Job item: Copy out, in full, every line of the data below that contains the word "positive".

===== Listed entries

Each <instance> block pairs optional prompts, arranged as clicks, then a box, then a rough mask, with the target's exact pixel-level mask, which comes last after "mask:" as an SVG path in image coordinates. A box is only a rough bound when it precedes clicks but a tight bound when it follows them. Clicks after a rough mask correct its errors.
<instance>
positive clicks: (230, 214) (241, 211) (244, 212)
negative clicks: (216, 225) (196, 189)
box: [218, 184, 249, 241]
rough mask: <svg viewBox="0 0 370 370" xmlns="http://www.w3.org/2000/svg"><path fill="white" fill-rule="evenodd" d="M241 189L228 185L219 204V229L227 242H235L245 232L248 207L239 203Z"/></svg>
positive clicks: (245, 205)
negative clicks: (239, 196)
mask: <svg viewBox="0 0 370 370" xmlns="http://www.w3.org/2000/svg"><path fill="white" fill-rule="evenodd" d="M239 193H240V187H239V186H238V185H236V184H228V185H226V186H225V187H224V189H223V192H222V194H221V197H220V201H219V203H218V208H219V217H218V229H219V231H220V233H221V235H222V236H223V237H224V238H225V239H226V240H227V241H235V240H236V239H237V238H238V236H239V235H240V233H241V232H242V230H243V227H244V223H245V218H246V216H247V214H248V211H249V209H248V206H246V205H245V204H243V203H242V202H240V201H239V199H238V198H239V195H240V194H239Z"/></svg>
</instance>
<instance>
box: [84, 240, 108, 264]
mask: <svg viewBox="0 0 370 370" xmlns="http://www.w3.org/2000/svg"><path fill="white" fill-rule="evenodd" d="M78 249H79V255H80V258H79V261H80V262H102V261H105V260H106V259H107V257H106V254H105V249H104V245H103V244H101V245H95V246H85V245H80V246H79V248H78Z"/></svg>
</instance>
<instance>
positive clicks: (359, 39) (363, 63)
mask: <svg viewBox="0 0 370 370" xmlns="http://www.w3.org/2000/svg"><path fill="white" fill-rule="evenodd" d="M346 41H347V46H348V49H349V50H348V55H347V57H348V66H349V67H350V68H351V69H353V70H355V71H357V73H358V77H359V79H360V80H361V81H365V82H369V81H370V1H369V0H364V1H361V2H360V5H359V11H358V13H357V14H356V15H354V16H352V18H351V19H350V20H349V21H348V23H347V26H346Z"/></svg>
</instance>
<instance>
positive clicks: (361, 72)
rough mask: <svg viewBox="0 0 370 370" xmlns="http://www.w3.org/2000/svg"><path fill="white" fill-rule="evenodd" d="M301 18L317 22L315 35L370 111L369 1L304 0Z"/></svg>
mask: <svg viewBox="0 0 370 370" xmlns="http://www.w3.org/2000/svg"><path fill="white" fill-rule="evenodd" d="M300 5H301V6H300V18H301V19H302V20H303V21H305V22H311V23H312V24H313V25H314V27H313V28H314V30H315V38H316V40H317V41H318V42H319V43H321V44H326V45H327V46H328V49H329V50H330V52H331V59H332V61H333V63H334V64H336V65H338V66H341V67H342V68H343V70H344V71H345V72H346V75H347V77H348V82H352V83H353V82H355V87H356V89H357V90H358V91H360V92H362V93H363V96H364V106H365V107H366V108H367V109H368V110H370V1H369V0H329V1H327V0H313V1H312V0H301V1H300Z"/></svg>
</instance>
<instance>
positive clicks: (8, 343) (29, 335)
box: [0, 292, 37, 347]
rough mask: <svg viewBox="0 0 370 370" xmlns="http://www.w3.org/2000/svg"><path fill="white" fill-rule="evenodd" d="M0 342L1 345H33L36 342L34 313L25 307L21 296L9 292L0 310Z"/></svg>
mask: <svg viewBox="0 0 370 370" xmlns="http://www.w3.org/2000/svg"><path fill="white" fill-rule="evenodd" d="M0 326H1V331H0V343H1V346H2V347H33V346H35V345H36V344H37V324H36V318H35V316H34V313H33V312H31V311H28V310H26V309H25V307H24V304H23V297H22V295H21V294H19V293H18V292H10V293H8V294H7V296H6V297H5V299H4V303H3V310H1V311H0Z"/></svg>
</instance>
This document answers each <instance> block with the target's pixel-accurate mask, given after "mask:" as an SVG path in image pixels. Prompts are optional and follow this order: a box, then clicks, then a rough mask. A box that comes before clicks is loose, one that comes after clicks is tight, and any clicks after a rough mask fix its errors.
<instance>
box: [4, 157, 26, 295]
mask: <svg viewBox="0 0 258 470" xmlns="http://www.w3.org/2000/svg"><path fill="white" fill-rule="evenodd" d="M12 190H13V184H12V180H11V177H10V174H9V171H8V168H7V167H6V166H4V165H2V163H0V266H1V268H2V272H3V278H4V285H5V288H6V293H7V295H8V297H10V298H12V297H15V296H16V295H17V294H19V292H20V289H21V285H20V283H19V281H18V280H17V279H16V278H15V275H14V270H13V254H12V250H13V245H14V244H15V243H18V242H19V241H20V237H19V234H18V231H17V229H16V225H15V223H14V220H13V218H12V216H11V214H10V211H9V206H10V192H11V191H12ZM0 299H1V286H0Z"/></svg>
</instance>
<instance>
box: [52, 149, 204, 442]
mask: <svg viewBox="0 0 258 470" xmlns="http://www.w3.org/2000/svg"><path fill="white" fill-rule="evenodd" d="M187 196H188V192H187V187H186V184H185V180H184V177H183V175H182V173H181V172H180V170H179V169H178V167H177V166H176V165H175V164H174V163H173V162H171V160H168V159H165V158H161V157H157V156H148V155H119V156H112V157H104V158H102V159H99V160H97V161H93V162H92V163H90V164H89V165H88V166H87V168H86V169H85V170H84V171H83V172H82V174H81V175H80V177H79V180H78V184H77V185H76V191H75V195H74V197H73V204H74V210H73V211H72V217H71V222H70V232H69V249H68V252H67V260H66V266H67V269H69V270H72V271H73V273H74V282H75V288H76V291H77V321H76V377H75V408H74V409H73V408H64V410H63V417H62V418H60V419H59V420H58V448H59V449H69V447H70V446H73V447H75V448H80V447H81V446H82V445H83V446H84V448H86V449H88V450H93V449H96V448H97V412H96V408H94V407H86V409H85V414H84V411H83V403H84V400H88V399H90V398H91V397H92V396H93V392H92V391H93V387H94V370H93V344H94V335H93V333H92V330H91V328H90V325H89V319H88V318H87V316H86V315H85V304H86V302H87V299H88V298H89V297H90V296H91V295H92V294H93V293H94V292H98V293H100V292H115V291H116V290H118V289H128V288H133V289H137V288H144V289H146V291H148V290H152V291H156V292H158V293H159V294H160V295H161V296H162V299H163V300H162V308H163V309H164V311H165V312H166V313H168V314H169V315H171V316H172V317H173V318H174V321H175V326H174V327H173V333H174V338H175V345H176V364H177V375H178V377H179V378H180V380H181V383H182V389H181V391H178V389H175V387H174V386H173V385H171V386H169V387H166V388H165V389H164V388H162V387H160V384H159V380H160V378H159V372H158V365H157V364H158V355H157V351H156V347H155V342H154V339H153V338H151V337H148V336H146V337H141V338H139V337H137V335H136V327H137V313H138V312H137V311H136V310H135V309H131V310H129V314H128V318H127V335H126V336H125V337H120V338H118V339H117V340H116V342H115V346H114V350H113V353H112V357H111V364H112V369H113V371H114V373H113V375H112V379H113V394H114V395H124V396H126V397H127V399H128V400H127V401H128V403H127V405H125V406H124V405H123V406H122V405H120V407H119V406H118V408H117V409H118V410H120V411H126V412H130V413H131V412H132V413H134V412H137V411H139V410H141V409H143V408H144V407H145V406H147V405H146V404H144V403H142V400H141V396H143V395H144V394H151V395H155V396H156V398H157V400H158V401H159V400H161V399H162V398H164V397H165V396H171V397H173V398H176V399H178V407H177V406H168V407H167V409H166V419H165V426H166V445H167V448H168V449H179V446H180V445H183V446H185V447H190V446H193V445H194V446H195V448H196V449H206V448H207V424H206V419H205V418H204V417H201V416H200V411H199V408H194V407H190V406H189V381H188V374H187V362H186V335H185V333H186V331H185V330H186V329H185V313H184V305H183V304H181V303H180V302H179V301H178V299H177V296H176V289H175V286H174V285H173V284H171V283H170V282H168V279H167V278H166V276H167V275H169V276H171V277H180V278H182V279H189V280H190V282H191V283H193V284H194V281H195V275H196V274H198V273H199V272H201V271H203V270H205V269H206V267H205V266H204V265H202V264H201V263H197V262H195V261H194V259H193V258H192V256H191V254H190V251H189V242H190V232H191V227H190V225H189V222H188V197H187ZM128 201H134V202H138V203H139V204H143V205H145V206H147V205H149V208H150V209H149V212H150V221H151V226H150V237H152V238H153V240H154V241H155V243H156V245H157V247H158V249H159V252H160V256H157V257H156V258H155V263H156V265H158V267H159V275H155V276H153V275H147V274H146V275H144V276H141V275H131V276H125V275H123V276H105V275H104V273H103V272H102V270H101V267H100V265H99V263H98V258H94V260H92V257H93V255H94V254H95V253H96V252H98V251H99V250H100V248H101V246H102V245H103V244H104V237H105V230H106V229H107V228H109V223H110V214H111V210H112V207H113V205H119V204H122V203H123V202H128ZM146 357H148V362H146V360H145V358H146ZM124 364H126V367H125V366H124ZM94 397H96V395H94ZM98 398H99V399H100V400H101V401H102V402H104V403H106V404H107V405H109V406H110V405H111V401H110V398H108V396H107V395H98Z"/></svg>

==========

Solution to the exercise:
positive clicks: (230, 214) (241, 211) (244, 212)
positive clicks: (245, 205)
positive clicks: (359, 39) (363, 63)
positive clicks: (361, 72)
positive clicks: (8, 343) (29, 335)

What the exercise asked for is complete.